Work instructions:
Select and copy each line of the material below that contains the string "woman". The match is case-sensitive.

Material to process:
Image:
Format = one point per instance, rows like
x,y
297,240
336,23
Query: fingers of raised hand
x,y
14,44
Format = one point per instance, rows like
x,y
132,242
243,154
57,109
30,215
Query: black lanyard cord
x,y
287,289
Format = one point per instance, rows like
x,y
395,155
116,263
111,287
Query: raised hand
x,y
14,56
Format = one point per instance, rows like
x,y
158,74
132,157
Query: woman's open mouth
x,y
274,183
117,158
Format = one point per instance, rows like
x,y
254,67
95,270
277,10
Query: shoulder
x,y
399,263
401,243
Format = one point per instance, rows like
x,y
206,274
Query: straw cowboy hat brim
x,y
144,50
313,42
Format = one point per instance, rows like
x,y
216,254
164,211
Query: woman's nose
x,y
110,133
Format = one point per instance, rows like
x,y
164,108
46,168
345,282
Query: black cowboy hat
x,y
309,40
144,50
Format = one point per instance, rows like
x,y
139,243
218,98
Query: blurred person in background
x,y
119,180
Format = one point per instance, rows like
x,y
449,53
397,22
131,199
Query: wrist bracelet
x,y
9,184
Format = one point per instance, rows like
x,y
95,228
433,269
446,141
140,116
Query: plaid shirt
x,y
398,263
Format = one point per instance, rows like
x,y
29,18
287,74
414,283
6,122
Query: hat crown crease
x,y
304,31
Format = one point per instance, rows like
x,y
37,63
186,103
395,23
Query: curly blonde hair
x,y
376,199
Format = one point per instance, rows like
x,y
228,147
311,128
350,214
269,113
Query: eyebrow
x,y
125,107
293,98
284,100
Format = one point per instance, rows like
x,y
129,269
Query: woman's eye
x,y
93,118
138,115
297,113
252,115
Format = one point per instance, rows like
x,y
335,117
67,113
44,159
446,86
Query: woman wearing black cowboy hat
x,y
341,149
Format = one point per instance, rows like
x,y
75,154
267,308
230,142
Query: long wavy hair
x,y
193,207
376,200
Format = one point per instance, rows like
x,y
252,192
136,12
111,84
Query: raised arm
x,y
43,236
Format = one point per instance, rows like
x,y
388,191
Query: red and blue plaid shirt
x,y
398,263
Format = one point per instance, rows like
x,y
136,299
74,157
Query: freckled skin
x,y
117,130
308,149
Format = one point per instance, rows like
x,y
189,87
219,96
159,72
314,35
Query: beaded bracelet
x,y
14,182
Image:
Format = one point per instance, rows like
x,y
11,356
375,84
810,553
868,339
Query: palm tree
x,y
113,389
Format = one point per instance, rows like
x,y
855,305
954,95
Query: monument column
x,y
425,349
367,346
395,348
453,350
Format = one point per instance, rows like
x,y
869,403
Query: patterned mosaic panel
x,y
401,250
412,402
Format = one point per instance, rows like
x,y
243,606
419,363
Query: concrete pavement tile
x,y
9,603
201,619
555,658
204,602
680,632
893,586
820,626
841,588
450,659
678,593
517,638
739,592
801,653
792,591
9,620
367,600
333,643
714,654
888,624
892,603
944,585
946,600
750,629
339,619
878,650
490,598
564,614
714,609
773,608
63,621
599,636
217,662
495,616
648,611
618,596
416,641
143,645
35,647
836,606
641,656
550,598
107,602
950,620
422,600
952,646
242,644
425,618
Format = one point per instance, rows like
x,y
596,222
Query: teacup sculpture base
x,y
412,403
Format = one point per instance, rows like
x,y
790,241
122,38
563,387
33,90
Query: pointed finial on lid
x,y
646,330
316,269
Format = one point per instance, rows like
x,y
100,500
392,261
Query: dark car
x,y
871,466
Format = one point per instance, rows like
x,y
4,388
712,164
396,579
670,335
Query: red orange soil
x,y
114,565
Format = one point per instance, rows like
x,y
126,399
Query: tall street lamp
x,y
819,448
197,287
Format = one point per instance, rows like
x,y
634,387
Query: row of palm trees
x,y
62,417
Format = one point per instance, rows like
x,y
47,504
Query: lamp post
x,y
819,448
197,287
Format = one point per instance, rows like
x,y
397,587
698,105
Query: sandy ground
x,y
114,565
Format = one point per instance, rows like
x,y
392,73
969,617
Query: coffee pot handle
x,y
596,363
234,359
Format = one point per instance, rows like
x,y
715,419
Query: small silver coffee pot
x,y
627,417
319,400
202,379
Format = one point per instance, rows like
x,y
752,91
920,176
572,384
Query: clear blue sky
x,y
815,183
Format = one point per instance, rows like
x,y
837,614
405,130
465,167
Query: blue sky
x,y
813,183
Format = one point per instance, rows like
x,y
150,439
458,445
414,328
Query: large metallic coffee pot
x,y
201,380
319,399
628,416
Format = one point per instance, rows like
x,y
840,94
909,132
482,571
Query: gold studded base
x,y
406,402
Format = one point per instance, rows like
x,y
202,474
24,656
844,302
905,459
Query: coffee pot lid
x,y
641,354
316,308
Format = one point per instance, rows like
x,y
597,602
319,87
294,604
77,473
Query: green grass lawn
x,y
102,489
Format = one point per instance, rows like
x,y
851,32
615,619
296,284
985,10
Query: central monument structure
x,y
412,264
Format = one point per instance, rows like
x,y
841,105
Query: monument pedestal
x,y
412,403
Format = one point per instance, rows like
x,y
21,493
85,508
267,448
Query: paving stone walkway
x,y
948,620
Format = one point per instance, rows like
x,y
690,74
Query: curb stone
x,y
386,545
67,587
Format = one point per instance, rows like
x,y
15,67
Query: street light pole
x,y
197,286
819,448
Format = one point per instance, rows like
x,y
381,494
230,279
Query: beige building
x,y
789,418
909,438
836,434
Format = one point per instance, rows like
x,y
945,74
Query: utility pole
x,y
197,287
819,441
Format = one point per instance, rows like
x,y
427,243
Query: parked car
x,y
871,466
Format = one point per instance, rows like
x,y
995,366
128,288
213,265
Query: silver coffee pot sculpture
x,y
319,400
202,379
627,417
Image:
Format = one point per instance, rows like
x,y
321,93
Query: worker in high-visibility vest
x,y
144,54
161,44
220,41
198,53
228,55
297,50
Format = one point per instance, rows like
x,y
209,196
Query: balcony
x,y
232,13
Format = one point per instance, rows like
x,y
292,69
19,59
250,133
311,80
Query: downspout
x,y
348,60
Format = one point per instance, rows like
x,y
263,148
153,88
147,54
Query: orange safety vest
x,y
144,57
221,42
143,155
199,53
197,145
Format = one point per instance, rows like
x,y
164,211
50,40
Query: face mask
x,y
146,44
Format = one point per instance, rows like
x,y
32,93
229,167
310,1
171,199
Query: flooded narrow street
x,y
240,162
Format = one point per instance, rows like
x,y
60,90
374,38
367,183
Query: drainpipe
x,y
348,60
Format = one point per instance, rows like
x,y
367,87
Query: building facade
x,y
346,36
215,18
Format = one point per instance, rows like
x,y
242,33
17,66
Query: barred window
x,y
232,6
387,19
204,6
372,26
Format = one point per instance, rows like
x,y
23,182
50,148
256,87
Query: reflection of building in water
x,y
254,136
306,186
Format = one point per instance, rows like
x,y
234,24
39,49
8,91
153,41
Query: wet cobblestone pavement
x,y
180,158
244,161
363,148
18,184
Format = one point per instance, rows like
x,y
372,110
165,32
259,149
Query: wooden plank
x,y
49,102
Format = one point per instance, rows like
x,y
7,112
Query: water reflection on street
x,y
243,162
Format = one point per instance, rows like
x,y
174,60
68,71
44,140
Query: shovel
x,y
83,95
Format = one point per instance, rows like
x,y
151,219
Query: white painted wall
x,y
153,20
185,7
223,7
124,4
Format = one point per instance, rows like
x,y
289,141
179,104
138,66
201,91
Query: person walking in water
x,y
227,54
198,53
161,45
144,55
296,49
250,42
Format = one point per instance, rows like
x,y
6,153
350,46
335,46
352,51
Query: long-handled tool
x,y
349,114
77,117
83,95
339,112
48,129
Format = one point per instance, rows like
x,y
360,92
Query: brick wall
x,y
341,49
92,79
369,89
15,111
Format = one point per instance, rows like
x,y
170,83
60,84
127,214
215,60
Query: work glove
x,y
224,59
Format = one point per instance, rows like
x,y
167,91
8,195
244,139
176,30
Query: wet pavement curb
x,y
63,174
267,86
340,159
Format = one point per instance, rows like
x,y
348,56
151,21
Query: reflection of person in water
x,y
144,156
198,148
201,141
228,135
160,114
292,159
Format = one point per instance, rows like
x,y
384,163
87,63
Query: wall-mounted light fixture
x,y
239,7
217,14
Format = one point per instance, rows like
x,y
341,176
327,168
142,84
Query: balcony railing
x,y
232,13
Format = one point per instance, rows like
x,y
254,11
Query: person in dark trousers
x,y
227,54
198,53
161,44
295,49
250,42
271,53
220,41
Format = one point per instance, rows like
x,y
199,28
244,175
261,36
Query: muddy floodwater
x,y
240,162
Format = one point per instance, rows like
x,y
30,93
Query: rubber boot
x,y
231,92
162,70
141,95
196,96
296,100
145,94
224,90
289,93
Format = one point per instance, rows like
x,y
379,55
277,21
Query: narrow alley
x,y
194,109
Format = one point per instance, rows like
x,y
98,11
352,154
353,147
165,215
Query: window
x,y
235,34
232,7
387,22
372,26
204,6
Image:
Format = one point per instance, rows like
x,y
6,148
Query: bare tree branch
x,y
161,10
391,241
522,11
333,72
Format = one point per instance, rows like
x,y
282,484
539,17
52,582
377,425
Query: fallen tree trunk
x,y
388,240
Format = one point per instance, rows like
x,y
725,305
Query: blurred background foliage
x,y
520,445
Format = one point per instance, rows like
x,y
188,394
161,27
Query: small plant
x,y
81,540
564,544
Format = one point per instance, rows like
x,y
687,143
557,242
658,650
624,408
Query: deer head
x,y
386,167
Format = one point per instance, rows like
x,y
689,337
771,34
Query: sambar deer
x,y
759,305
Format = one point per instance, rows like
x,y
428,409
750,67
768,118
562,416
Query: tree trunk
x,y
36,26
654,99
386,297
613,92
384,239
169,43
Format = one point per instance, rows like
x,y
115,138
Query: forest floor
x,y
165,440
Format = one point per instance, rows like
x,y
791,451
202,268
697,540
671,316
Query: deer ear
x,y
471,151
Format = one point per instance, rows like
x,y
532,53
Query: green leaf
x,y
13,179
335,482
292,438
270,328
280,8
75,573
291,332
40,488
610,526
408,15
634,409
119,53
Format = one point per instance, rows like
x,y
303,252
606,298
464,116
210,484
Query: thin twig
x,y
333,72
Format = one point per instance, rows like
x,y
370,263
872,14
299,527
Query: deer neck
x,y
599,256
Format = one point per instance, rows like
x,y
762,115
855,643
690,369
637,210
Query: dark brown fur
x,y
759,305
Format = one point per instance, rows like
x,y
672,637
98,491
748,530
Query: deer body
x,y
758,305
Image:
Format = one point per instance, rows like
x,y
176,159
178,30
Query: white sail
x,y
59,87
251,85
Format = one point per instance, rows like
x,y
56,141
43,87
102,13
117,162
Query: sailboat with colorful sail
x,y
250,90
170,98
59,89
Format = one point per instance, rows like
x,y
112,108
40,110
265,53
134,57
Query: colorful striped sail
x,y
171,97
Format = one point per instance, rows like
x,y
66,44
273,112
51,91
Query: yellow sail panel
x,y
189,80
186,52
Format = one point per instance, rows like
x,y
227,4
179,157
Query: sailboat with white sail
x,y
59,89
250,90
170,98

Task response:
Query: woman's open mouth
Query: woman's nose
Query: woman's eye
Query: woman wearing black cowboy hat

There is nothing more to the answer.